**Your instructions:** Without the images, print all the entries below exactly as given.

=== Data for processing ===

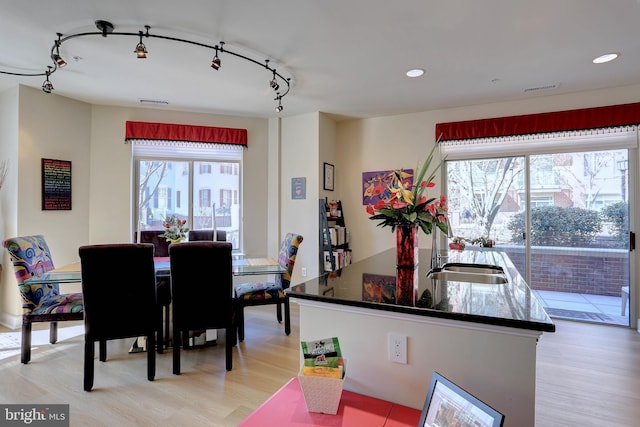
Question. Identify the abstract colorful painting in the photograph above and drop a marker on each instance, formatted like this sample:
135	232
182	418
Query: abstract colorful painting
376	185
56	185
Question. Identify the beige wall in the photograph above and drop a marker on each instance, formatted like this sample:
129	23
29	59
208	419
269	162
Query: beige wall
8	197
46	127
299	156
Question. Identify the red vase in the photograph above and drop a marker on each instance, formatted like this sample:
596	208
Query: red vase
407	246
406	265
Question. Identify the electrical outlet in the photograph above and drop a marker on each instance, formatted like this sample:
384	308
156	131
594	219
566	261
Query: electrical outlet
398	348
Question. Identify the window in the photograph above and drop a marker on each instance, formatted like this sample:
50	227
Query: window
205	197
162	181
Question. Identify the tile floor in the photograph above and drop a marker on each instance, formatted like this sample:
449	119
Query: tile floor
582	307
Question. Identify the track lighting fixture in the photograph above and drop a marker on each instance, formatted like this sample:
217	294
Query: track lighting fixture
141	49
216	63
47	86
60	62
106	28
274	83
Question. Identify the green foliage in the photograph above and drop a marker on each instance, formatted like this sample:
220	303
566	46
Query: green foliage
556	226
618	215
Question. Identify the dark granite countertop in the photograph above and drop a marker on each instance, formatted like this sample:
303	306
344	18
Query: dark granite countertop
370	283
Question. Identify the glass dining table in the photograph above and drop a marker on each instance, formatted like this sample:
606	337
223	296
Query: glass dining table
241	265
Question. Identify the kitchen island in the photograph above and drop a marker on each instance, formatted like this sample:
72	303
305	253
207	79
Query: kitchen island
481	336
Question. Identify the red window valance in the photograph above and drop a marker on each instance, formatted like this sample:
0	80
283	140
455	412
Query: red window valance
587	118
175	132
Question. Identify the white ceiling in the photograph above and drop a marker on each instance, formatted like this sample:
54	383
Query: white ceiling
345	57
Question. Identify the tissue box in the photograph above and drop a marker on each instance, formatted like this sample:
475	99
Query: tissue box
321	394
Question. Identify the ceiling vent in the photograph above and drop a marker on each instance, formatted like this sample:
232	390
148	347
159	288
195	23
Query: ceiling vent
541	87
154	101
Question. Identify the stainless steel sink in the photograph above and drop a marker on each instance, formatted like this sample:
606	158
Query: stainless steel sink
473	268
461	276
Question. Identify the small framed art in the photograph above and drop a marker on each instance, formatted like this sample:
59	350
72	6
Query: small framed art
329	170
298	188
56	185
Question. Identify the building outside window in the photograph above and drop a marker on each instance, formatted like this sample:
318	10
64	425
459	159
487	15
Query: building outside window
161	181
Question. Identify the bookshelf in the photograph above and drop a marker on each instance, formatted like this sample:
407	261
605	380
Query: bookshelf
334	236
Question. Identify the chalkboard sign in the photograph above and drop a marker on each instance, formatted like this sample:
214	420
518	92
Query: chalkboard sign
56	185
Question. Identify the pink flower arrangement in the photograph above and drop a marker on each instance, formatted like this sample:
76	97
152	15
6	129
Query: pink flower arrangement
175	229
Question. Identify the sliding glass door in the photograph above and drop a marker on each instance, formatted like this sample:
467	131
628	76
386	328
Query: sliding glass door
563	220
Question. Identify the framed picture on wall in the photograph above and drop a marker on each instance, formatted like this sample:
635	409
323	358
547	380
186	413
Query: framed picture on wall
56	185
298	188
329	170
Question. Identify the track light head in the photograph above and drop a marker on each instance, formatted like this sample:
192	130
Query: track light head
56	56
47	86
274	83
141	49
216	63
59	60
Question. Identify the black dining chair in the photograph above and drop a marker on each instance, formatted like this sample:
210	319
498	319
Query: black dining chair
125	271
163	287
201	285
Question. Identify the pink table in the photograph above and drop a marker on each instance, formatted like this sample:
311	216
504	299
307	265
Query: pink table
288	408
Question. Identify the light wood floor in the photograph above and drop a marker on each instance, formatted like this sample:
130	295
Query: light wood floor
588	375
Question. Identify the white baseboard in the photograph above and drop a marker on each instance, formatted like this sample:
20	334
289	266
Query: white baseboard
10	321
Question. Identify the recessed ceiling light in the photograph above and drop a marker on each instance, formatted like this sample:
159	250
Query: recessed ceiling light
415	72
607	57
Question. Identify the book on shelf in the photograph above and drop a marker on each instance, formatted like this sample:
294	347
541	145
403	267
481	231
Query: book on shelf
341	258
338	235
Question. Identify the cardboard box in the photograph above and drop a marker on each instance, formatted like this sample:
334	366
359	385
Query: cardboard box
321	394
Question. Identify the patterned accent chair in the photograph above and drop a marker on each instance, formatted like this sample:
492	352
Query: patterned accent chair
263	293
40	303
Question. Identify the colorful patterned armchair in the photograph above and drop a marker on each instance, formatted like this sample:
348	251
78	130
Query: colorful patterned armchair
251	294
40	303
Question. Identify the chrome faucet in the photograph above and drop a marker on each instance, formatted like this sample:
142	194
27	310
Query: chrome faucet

===

**Task solution:**
Question. Identify the abstract colorful painting in the photograph above and drop a marker on each instance, formatted like this sample:
135	232
182	418
Query: abstract colorful painting
376	185
56	185
Question. Identify the beige wall in the photograph above and drop a marker on each instance, formatted like this sample:
129	23
29	59
208	419
269	162
Query: beige wall
8	197
46	127
299	156
Question. Identify the red vase in the photograph above and drop a marker on each instance, formatted like this sample:
596	208
Query: red vase
407	246
406	265
Question. Identify the electrical outlet in the photograph above and drop a marker on each instance, formatted like this sample:
384	308
156	131
594	219
566	261
Query: electrical outlet
398	348
Question. Identify the window in the photograph above and drop a marker on each instance, formatted like this sample:
50	227
Query: window
205	197
162	181
Question. Identify the tile floor in the photograph above and drop a marker on each instance, formatted like this sample:
449	119
Query: tile floor
582	307
Question. Identify the track lighting fixture in the photograph above and drop a marker on each instance, formatted like this sample:
217	294
Query: track lighting fixture
141	49
216	63
47	86
60	62
106	28
274	83
Question. Identify the green foliage in the photograph above and drop a marker on each instance, formatted like this sample:
220	303
566	46
Query: green foliage
556	226
618	215
Question. Identify the dark granite countertop in the photograph above and drop a marker on each instance, formatted like this sample:
303	306
344	18
Query: dark granite countertop
370	283
Question. Identify the glass dining table in the photograph above and drop a marker on each instance, formatted like this sample:
606	337
223	296
Query: glass dining table
241	265
Question. Identify the kitchen island in the photograph above and drop a marker on each instance, formatted like this sample:
72	303
305	253
207	79
Query: kitchen island
481	336
Question. Identify the red window valance in the photograph above and drop a marker on each instance, formatted like this sample:
0	80
283	140
455	412
Query: red window valance
587	118
175	132
Question. Identify the white ceiling in the photograph above and drop a marker on each instance, formatted like this sample:
54	383
Query: white ceiling
345	57
Question. Identify the tissue box in the photograph above and drop a marker on each instance, formatted like this sample:
475	99
Query: tissue box
321	394
Question. Identify the ceiling vent in the photograph above and drop a marker on each instance, formatted like this sample:
232	390
148	347
159	288
195	23
Query: ceiling vent
541	87
154	101
Question. Identify the stainless steel sink in the photograph above and drop a marker on each instance, formatted like this sample:
606	158
Query: stainless steel sink
473	268
461	276
Question. Identify the small framed art in the photograph above and drop a marker on each instance, formatted like this sample:
59	350
72	6
Query: small framed art
329	170
298	188
56	185
Question. Identify the building outside window in the photograph above and drop a marker on each instance, formatted like this sample:
318	10
64	425
459	159
487	15
Query: building outside window
161	181
Question. Identify the bookshelf in the photograph above and drop a marker on each instance, formatted like this sample:
407	261
605	380
Query: bookshelf
334	236
Question. Identify the chalkboard sign in the photograph above and drop a marker on each instance, formatted like this sample:
214	420
518	92
Query: chalkboard sign
56	185
Question. Identify the pink flower arrangement in the photograph above and drop a marker on each instance, formatted like this sample:
76	97
152	15
6	129
Query: pink flower arrangement
175	229
Question. Identify the sliding glass door in the photograph above and drop a marker on each instance, formatted like this sample:
467	131
628	76
386	328
Query: sliding glass door
563	220
Question. Identify the framed picture on wall in the photograph above and drop a marker on each instance, formatted like this sample:
635	409
323	358
547	380
186	413
Query: framed picture on wall
56	185
298	188
329	170
Question. Identify the track light head in the photograph above and drop a marker on each instance, formatted like this sample:
192	130
Query: track light head
56	56
47	86
274	83
141	49
216	63
59	60
Question. Identify the black dining chair in the photograph above and drop a marker on each instance, formatted like this sample:
210	319
498	319
Query: black dining chair
125	271
163	287
201	285
Question. Identify the pink table in the photograph above and drop a marker on each instance, formatted like this sample:
311	216
504	299
307	265
Query: pink table
288	408
Question. Identify the light wood floor in the photograph above and drop a marker on each instance, formatted like this sample:
130	295
Query: light wood floor
588	375
Question. Identify the white baseboard in the photograph above and drop a marker on each instance, formatted like this sample:
20	334
289	266
Query: white baseboard
10	321
Question. Identify the recessed ceiling light in the photograph above and drop a marker on each instance, formatted like this sample:
159	250
Query: recessed ceiling light
415	72
607	57
Question. Identify the book on shelf in the photograph above and drop a marker on each instance, formatted like this sample:
294	347
541	145
403	267
481	231
Query: book on shelf
341	258
338	235
Question. Identify the cardboard box in the photograph above and drop a marker on each instance, formatted like this sample:
334	366
359	385
Query: cardboard box
321	394
Question. Identify the patterned accent chair in the photograph above and drop a marker on each instance, formatted like this sample:
492	352
Query: patterned accent chair
263	293
40	303
Question. Identify the colorful patterned armchair in the photograph above and drop a marker on each instance, formatted like this sample:
348	251
78	130
Query: colorful patterned armchair
251	294
40	303
Question. Identify the chrome faucet in the photograph above and drop a marker on each instance, formatted like this sample:
142	194
27	310
Query: chrome faucet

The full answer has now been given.